**Task:** Rewrite only the lines from the one containing "Target — banner" through the end of the records, requests included, and shift every coordinate in the answers by -4.

□ □ □ □ □ □ □

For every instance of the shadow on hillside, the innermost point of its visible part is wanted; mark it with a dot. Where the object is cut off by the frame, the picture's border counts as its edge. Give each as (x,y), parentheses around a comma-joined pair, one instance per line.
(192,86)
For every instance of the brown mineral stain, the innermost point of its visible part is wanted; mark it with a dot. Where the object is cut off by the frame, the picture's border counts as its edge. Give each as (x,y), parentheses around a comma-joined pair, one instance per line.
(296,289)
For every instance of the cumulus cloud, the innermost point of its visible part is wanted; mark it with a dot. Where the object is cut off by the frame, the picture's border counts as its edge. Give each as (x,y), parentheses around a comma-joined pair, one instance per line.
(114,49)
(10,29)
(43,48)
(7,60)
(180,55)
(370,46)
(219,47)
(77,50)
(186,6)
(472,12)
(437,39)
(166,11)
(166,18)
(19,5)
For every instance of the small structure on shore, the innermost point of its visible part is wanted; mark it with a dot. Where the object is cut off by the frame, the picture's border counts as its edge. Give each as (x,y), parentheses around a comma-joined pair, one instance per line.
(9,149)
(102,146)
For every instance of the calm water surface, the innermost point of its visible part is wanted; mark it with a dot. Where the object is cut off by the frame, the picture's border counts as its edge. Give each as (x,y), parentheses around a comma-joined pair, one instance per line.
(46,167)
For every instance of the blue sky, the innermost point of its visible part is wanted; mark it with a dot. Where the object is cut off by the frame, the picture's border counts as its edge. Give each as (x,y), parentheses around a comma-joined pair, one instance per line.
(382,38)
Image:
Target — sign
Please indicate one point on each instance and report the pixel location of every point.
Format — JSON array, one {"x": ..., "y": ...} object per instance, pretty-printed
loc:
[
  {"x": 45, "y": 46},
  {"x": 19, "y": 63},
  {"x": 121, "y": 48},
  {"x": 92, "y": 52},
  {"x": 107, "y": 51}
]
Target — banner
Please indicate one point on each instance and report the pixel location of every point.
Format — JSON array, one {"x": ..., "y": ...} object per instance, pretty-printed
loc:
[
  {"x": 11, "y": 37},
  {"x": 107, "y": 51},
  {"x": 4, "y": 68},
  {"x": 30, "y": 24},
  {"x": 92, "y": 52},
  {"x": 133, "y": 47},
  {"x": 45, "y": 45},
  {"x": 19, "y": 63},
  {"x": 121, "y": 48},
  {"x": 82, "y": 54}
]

□ □ □ □ □ □ □

**Written answer:**
Target — banner
Please indicate one point on each instance and report the pixel location of every point.
Format — JSON array, one {"x": ..., "y": ...} object per instance, pretty-printed
loc:
[
  {"x": 7, "y": 33},
  {"x": 103, "y": 47},
  {"x": 0, "y": 64},
  {"x": 26, "y": 20},
  {"x": 88, "y": 48},
  {"x": 129, "y": 43},
  {"x": 41, "y": 41},
  {"x": 15, "y": 59},
  {"x": 117, "y": 44},
  {"x": 78, "y": 50}
]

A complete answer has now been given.